§ Instruction:
Present these lines as a numbered list, leaving out any blank lines.

## BEGIN Supplied material

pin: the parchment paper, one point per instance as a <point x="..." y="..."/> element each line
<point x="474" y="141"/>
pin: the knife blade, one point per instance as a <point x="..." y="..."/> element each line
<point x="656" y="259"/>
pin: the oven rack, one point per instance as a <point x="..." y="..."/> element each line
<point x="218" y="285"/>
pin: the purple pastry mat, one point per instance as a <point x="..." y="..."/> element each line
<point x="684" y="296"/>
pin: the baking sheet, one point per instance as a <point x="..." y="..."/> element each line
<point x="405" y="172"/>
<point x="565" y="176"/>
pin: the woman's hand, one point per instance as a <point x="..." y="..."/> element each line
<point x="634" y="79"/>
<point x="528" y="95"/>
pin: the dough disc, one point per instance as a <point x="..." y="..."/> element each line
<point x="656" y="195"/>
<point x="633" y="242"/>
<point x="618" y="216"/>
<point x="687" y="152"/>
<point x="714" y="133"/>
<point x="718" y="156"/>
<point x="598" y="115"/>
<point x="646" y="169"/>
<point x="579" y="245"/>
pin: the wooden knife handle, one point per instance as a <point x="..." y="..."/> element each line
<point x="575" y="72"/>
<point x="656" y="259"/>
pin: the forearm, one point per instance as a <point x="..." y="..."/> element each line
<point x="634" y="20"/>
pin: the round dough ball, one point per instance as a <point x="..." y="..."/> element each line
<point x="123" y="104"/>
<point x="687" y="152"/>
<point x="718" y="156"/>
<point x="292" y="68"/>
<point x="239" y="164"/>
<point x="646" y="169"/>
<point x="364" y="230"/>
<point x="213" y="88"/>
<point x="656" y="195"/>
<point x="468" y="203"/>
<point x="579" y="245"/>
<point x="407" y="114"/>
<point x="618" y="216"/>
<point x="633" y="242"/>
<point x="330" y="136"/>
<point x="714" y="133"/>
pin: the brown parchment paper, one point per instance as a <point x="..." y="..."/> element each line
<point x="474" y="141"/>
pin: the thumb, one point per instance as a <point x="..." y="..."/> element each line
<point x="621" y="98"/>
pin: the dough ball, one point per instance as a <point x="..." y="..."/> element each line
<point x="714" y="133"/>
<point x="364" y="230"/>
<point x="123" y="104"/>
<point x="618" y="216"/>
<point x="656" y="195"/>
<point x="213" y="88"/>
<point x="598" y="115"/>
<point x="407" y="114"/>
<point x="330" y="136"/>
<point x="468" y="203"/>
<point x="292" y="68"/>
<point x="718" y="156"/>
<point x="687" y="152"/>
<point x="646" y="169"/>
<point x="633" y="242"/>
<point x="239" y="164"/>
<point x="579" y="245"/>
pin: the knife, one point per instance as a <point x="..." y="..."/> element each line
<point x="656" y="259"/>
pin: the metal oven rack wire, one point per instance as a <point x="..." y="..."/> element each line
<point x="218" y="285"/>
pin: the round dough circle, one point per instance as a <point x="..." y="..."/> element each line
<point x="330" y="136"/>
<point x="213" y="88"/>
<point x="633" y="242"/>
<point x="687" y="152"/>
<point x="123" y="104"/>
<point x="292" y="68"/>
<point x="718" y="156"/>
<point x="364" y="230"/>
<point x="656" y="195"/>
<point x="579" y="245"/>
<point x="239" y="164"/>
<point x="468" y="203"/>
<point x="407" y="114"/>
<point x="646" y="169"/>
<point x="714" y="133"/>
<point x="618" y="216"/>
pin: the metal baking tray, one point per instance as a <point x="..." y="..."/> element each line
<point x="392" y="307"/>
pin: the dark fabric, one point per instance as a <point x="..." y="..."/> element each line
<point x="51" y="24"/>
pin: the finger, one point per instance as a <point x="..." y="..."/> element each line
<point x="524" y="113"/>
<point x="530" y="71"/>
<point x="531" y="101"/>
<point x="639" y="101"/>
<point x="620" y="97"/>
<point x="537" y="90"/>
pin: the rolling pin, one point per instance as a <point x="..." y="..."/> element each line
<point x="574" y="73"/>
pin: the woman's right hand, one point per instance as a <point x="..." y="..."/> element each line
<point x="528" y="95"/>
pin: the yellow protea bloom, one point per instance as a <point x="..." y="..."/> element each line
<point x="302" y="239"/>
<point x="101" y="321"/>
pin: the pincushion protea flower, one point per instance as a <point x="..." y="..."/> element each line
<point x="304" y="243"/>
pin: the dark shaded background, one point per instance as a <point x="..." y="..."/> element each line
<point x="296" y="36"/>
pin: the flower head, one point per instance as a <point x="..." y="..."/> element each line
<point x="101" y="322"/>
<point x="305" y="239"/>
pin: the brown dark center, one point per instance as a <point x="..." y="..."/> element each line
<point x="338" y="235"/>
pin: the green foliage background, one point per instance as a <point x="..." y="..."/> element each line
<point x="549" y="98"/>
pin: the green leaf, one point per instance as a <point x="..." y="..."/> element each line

## END Supplied material

§ Written answer:
1. pin: the parchment paper, one point per instance as a <point x="..." y="..."/> element each line
2. <point x="474" y="141"/>
3. pin: the knife blade, one point per instance as a <point x="..." y="..."/> element each line
4. <point x="656" y="259"/>
5. pin: the oven rack, one point per instance as a <point x="..." y="..."/> element each line
6. <point x="218" y="285"/>
7. pin: the purple pastry mat, one point per instance as a <point x="..." y="..."/> element each line
8. <point x="684" y="296"/>
9. pin: the baking sheet, one point per instance as a <point x="..." y="..."/> element each line
10. <point x="405" y="172"/>
11. <point x="565" y="176"/>
12. pin: the woman's hand, one point per instance as a <point x="..." y="..."/> element each line
13. <point x="634" y="79"/>
14. <point x="528" y="95"/>
15. pin: the dough disc, one point per instance as a <point x="..." y="..."/> element each line
16. <point x="656" y="195"/>
17. <point x="633" y="242"/>
18. <point x="618" y="216"/>
19. <point x="687" y="152"/>
20. <point x="714" y="133"/>
21. <point x="718" y="156"/>
22. <point x="598" y="115"/>
23. <point x="646" y="169"/>
24. <point x="579" y="245"/>
25. pin: the wooden knife handle, one point per instance as a <point x="..." y="..."/> element each line
26. <point x="575" y="72"/>
27. <point x="656" y="259"/>
28. pin: the forearm, one point per instance as a <point x="..." y="..."/> element each line
29. <point x="634" y="20"/>
30. pin: the round dough ball, one point per instance as a <point x="..." y="..."/> element each line
31. <point x="123" y="104"/>
32. <point x="687" y="152"/>
33. <point x="718" y="156"/>
34. <point x="292" y="68"/>
35. <point x="239" y="164"/>
36. <point x="646" y="169"/>
37. <point x="364" y="230"/>
38. <point x="213" y="88"/>
39. <point x="656" y="195"/>
40. <point x="468" y="203"/>
41. <point x="579" y="245"/>
42. <point x="407" y="114"/>
43. <point x="618" y="216"/>
44. <point x="633" y="242"/>
45. <point x="330" y="136"/>
46. <point x="714" y="133"/>
47. pin: the brown parchment paper, one point per instance as a <point x="..." y="..."/> element each line
48. <point x="474" y="141"/>
49. pin: the thumb, one point per instance as a <point x="..." y="..."/> element each line
50. <point x="621" y="98"/>
51. pin: the dough ball, one point per instance as a <point x="..." y="..."/> element each line
52. <point x="714" y="133"/>
53. <point x="364" y="230"/>
54. <point x="123" y="104"/>
55. <point x="618" y="216"/>
56. <point x="656" y="195"/>
57. <point x="213" y="88"/>
58. <point x="598" y="115"/>
59. <point x="407" y="114"/>
60. <point x="330" y="136"/>
61. <point x="468" y="203"/>
62. <point x="292" y="68"/>
63. <point x="718" y="156"/>
64. <point x="687" y="152"/>
65. <point x="646" y="169"/>
66. <point x="633" y="242"/>
67. <point x="239" y="164"/>
68. <point x="579" y="245"/>
69. pin: the knife, one point per instance as a <point x="..." y="..."/> element each line
70. <point x="656" y="259"/>
71. pin: the metal oven rack wire, one point per instance as a <point x="..." y="..."/> element each line
72. <point x="218" y="285"/>
73. pin: the round dough circle, one point per instance as a <point x="..." y="..."/> element each line
74. <point x="330" y="136"/>
75. <point x="213" y="88"/>
76. <point x="633" y="242"/>
77. <point x="687" y="152"/>
78. <point x="123" y="104"/>
79. <point x="292" y="68"/>
80. <point x="718" y="156"/>
81. <point x="364" y="230"/>
82. <point x="656" y="195"/>
83. <point x="579" y="245"/>
84. <point x="239" y="164"/>
85. <point x="468" y="203"/>
86. <point x="407" y="114"/>
87. <point x="646" y="169"/>
88. <point x="714" y="133"/>
89. <point x="618" y="216"/>
90. pin: the metal baking tray, one point per instance as a <point x="..." y="..."/> element each line
91. <point x="392" y="307"/>
92. pin: the dark fabric, one point per instance as a <point x="..." y="..."/> element each line
93. <point x="51" y="24"/>
94. pin: the finger, one point per instance as a <point x="..." y="..."/> element each line
95. <point x="524" y="113"/>
96. <point x="530" y="71"/>
97. <point x="531" y="101"/>
98. <point x="639" y="101"/>
99. <point x="620" y="97"/>
100. <point x="537" y="90"/>
101. pin: the rolling pin, one point per instance as a <point x="..." y="..."/> element each line
102. <point x="574" y="73"/>
103. pin: the woman's right hand, one point per instance as a <point x="..." y="..."/> element each line
104. <point x="528" y="95"/>
105. pin: the yellow protea bloom, one point per instance as a <point x="..." y="..."/> element each line
106. <point x="302" y="239"/>
107. <point x="101" y="321"/>
108. pin: the pincushion protea flower, one point per instance as a <point x="..." y="..."/> element each line
109. <point x="304" y="243"/>
110. pin: the dark shaded background, one point per instance as a <point x="..." y="..."/> element each line
111. <point x="296" y="36"/>
112. pin: the flower head, one point per instance as a <point x="..." y="..."/> element each line
113. <point x="101" y="322"/>
114. <point x="305" y="239"/>
115. pin: the brown dark center, one point per instance as a <point x="..." y="..."/> element each line
116. <point x="338" y="235"/>
117. pin: the green foliage background, one point per instance as a <point x="..." y="..."/> element each line
118. <point x="549" y="98"/>
119. pin: the green leaf, one point per instance as a <point x="..." y="..."/> element each line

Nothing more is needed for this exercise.